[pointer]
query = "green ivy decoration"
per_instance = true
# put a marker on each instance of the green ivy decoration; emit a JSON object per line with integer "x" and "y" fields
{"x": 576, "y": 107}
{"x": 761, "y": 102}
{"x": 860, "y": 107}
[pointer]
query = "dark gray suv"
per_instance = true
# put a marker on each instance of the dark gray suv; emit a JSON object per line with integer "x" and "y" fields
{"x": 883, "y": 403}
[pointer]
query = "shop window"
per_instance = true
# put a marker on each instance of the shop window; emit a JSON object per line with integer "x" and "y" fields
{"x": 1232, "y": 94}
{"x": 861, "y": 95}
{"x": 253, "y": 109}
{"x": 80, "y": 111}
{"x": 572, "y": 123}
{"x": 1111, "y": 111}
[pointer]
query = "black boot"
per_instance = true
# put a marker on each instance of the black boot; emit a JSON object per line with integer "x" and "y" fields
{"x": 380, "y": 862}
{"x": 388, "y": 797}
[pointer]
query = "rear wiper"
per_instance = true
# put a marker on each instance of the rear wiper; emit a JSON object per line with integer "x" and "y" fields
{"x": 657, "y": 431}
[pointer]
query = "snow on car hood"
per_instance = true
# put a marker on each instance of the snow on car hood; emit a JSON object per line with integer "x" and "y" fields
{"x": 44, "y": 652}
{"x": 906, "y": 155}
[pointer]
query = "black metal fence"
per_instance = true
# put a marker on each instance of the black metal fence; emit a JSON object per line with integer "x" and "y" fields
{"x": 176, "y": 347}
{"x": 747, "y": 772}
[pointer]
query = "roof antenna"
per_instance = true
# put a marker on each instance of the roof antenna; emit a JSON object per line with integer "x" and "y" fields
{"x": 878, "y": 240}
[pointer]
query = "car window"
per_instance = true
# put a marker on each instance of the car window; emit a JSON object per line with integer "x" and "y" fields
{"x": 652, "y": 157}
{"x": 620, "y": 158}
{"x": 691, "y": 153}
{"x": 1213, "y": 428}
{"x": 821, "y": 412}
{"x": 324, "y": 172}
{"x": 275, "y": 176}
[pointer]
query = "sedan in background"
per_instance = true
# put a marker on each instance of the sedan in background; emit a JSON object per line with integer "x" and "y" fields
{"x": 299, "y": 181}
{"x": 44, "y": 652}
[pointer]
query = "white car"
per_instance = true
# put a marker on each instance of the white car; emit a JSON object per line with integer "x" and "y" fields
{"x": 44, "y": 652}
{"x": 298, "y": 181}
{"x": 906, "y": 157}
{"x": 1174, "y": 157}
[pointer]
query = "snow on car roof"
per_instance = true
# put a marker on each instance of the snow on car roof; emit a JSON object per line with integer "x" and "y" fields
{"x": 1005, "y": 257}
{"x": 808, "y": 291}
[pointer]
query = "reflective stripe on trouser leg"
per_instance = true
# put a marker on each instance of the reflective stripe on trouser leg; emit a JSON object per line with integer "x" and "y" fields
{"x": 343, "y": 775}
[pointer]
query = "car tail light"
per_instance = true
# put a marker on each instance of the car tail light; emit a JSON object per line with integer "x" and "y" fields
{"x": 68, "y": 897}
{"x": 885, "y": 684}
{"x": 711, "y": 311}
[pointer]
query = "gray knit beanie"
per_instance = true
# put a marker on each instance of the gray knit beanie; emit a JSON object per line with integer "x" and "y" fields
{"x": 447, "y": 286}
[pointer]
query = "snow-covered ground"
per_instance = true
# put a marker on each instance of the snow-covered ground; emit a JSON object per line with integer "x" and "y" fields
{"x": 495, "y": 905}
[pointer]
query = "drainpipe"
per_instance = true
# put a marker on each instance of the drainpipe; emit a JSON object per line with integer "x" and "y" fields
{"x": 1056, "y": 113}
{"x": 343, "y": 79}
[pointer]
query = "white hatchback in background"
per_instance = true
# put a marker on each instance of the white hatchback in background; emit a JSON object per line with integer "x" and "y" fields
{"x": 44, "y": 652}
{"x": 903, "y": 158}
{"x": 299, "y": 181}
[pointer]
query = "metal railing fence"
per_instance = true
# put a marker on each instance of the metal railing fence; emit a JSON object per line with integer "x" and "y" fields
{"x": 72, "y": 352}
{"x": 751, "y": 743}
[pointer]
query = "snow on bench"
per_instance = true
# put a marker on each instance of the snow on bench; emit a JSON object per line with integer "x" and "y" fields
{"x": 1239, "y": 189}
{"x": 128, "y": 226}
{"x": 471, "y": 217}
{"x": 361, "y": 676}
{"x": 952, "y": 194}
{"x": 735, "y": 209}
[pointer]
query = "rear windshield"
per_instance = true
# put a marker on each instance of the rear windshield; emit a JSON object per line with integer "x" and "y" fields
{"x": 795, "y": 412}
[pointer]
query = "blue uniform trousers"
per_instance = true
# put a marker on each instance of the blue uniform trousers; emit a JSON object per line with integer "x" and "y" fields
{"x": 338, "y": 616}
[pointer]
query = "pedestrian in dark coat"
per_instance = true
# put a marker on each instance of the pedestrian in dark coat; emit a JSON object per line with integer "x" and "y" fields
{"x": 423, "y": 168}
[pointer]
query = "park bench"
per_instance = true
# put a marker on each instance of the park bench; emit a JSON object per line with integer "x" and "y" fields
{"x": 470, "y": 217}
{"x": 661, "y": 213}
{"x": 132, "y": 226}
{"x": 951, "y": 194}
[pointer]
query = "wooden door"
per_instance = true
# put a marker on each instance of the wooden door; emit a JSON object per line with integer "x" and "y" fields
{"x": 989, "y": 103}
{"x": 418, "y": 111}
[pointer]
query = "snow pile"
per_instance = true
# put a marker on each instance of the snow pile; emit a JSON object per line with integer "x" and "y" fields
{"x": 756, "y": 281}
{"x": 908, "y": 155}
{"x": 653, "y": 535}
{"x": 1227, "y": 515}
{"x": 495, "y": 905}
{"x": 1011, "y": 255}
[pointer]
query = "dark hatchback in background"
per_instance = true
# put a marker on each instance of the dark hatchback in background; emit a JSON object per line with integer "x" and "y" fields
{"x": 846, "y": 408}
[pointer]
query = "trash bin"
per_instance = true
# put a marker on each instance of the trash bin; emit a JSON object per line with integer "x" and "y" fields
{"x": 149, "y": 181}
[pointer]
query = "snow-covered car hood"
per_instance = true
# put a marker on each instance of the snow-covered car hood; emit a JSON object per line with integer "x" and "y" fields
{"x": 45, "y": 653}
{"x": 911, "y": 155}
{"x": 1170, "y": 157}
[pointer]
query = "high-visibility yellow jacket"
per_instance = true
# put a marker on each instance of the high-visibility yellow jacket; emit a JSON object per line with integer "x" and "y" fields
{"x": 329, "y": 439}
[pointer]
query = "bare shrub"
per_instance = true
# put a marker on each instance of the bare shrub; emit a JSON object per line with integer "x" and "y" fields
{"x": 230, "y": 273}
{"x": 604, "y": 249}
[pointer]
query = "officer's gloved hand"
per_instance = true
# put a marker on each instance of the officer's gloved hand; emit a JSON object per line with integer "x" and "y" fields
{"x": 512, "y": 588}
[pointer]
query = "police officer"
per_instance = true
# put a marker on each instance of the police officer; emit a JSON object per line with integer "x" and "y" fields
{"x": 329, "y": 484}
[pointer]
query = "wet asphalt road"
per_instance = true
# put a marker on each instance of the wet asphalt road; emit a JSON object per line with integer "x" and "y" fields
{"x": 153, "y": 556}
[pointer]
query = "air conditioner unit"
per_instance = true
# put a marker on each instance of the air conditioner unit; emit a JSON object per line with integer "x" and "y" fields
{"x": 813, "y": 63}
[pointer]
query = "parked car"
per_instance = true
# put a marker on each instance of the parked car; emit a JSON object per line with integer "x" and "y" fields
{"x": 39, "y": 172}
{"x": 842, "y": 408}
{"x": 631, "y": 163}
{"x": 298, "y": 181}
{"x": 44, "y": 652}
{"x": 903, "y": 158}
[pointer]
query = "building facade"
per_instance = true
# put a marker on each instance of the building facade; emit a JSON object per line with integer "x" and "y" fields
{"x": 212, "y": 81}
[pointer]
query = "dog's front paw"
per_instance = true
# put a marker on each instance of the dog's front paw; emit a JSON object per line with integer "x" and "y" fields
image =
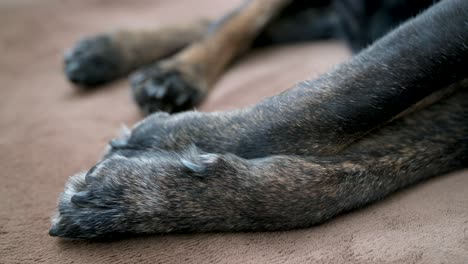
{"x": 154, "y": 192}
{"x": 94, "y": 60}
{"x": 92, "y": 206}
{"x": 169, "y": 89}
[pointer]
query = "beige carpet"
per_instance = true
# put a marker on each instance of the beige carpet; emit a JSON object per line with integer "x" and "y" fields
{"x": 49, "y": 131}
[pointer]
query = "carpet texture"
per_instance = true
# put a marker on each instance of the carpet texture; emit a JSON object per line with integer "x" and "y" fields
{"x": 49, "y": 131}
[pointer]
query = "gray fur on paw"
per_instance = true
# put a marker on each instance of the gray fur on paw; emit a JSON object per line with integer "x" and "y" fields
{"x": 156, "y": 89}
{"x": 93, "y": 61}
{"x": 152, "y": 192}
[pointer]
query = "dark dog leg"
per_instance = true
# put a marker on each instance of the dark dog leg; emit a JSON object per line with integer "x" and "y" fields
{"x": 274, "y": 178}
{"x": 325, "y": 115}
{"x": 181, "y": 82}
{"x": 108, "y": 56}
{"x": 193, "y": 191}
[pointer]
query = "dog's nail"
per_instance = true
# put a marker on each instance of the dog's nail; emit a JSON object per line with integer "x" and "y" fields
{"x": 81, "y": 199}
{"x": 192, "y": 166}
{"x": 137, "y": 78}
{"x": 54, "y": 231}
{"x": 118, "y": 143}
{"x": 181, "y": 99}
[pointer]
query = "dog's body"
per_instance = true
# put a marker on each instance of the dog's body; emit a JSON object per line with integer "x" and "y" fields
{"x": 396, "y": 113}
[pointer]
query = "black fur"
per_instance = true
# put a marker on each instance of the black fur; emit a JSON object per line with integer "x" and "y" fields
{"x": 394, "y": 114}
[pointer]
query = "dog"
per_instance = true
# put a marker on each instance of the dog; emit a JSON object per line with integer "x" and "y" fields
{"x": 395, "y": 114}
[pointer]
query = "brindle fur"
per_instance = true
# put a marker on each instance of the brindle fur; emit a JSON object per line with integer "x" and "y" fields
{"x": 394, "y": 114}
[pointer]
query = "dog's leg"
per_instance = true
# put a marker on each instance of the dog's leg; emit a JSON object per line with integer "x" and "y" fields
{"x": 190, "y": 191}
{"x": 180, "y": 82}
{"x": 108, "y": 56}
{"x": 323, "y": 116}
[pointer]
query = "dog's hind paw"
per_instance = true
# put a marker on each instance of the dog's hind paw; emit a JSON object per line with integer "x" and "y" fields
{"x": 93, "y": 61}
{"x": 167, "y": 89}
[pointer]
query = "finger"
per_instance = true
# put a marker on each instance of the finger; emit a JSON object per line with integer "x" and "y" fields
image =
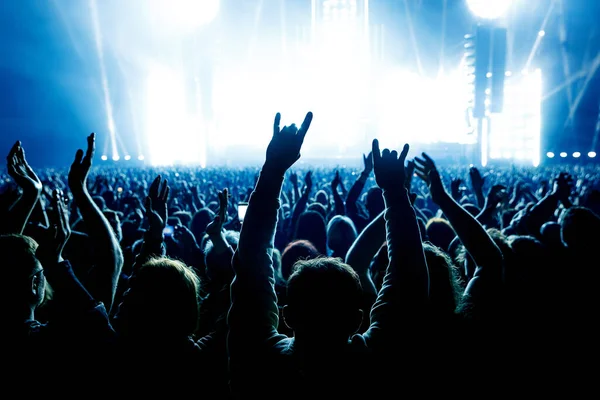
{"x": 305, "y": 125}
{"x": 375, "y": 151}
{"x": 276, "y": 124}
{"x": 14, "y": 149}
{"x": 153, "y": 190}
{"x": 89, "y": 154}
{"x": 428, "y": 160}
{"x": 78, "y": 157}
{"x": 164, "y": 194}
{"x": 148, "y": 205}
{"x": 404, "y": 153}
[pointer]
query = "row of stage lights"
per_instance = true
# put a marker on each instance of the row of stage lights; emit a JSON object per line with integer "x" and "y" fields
___
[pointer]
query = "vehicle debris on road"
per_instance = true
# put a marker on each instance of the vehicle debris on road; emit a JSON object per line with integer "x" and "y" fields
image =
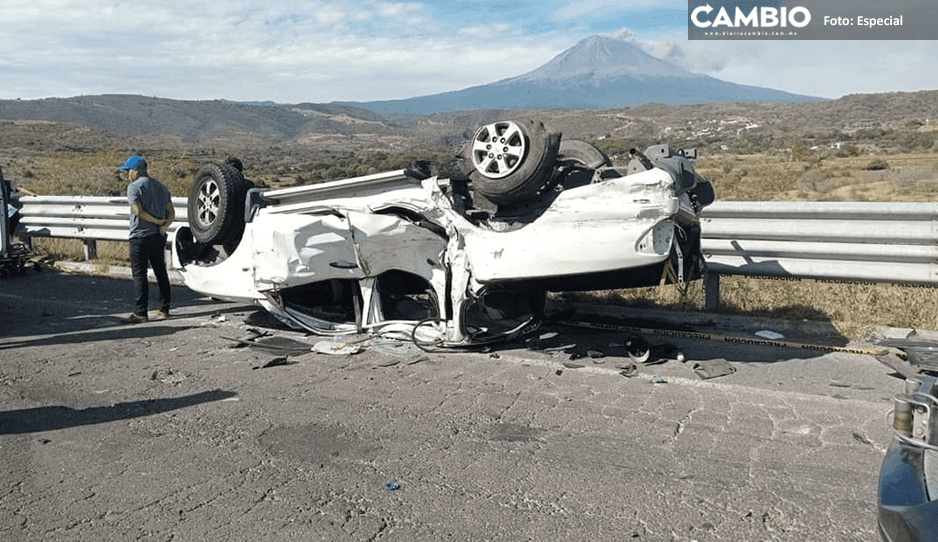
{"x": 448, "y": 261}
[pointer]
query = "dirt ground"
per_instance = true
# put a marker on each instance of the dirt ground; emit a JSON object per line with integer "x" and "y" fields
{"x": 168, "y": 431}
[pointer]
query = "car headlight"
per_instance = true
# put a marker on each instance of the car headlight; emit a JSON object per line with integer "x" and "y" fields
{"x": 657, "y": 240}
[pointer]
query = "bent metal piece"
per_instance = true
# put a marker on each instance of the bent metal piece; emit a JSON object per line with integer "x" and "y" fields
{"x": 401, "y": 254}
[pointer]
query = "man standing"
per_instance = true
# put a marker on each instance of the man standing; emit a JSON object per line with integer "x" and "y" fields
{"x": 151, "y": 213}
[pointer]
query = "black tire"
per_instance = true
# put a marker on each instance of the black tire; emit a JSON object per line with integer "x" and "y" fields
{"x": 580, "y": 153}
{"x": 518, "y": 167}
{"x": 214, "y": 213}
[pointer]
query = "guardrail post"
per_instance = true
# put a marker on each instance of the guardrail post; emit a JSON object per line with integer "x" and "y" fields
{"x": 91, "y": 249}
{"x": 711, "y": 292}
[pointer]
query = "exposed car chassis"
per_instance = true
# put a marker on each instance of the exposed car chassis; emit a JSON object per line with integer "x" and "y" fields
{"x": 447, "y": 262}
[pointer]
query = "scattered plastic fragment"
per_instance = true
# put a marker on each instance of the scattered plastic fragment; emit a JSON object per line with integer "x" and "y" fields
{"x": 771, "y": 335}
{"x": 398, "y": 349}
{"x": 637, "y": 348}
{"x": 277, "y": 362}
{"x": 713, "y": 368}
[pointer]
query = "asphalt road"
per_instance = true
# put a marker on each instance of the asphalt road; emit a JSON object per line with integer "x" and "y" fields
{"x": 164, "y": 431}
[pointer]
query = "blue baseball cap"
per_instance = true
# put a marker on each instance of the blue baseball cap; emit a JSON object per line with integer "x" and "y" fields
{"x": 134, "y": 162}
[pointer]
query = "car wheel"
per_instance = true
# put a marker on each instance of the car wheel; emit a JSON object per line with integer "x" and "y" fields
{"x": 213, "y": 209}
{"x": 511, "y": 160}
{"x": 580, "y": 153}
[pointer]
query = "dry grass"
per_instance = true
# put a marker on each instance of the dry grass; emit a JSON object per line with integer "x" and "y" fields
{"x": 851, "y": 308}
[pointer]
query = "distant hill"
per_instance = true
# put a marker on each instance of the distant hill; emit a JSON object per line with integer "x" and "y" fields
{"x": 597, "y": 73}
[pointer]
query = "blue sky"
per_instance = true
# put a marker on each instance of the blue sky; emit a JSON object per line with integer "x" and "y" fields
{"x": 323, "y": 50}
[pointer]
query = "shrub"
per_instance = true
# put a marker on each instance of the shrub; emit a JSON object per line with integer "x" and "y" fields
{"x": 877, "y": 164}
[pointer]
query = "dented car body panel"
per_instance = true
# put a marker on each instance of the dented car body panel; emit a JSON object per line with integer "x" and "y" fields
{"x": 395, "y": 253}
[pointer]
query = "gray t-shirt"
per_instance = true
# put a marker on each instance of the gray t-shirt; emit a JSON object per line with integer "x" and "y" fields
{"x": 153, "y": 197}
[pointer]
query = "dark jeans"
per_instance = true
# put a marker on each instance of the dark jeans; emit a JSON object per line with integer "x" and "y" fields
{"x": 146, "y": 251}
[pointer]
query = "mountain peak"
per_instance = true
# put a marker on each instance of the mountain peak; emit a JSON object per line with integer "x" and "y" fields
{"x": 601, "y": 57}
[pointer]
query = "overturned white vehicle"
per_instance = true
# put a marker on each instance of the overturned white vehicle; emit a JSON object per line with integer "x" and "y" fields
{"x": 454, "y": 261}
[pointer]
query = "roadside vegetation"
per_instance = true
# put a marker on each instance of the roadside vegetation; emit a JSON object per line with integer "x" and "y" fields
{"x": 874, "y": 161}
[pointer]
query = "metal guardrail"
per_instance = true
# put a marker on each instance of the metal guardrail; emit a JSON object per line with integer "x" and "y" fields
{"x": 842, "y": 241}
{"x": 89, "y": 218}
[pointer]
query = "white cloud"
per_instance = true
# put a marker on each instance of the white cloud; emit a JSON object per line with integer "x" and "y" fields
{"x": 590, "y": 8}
___
■ Written instruction: Locate every line in the material above that contains the string "headlight", and copy each of those lines in full. Case counts.

■ Expected answer:
query = "car headlight"
# put a marker on each instance of the car headlight; emit a JSON object per line with integer "x" and "y" fields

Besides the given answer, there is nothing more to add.